Image entries for named regions:
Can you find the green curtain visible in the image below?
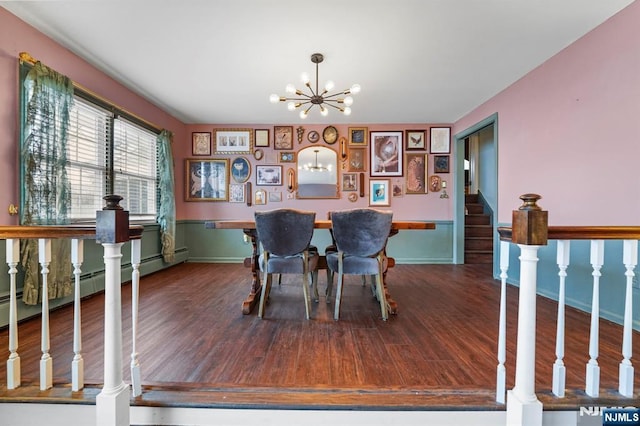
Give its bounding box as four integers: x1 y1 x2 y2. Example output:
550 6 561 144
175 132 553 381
20 62 73 305
157 130 176 262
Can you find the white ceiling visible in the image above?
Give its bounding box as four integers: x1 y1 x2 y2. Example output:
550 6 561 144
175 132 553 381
0 0 633 124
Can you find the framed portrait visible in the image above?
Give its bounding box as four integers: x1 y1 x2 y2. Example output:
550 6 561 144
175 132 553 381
369 132 403 176
406 130 427 151
273 126 293 149
255 129 269 147
229 183 245 203
256 166 282 186
213 129 253 154
191 132 211 155
349 127 369 146
342 173 358 191
185 158 229 201
280 151 296 163
231 157 251 183
433 155 449 173
369 179 390 206
254 189 267 205
429 127 451 154
405 154 428 194
347 148 367 172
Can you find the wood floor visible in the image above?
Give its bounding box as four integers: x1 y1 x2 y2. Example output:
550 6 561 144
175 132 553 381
0 263 640 410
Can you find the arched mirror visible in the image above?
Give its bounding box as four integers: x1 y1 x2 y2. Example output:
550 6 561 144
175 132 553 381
296 146 339 198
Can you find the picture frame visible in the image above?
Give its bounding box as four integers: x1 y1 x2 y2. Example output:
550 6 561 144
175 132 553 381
405 154 428 194
185 158 229 201
191 132 211 155
342 173 358 192
349 127 369 146
429 127 451 154
229 183 246 203
254 129 269 147
369 131 404 176
347 148 367 172
273 126 293 150
405 130 427 151
229 157 251 183
213 129 253 154
369 179 390 207
279 151 296 163
253 189 267 206
433 155 449 173
256 165 282 186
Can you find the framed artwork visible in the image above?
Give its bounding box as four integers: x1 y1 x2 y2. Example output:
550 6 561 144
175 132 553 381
191 132 211 155
255 129 269 147
342 173 358 191
349 127 369 146
256 166 282 186
405 154 428 194
429 127 451 154
229 183 245 203
273 126 293 149
433 155 449 173
370 132 403 176
369 179 390 206
185 158 229 201
213 129 253 154
347 148 367 172
406 130 427 151
254 189 267 205
231 157 251 183
280 151 296 163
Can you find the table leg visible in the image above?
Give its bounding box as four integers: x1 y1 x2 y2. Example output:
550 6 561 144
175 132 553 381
242 228 262 315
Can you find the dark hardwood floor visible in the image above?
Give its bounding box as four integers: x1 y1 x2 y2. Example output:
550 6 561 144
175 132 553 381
0 263 640 409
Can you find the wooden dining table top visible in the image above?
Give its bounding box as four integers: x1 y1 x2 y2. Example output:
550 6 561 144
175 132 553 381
207 219 436 231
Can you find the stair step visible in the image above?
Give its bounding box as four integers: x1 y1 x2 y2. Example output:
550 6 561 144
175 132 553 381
464 214 491 225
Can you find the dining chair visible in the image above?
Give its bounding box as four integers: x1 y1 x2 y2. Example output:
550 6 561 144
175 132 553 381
254 209 319 319
325 208 393 321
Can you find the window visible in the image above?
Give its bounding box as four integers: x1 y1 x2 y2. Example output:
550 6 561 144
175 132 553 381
67 96 157 221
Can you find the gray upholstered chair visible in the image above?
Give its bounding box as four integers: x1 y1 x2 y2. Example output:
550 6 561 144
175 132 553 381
325 208 393 321
254 209 318 319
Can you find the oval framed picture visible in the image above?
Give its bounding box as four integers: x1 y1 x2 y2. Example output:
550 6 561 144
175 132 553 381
231 157 251 183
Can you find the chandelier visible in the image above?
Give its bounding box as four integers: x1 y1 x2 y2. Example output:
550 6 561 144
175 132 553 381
302 149 331 172
269 53 360 118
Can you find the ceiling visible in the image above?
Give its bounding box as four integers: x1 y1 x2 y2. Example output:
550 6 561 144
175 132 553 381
0 0 633 124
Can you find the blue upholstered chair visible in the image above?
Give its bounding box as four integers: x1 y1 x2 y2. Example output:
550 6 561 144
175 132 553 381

**Brief**
Rescale everything in the material from the line containing "Can you find the white" down to the line containing "0 263 640 410", both ends included, by writing all of those lines out again with each bounding-box coordinate in the answers multiplied by 0.55 and rounded to a whole number, halves rounded up. Copy the requests and their sample outputs without change.

**Result of this task**
Can you find the white ceiling visible in the image above?
Give its bounding box as four integers: x1 y1 x2 y2. Example output:
550 6 561 144
175 132 553 381
0 0 348 68
Can you find the framed portrait visible in the image above?
Give its bounding box as four integers: x1 y1 x2 y2. Example output:
550 6 561 144
175 132 553 381
203 73 222 97
223 72 235 83
150 69 161 82
140 71 148 81
126 101 135 112
141 91 155 102
117 71 139 85
105 73 116 85
192 70 203 80
188 95 197 105
102 87 126 111
154 83 163 90
127 86 138 101
238 85 247 95
203 98 215 113
140 104 147 113
236 70 248 85
223 85 235 107
191 81 202 95
Can you find the wood floor visible in the image above?
Give its bounding box as four integers: x1 y1 x2 y2. Example output:
550 6 561 144
175 132 553 381
0 145 352 226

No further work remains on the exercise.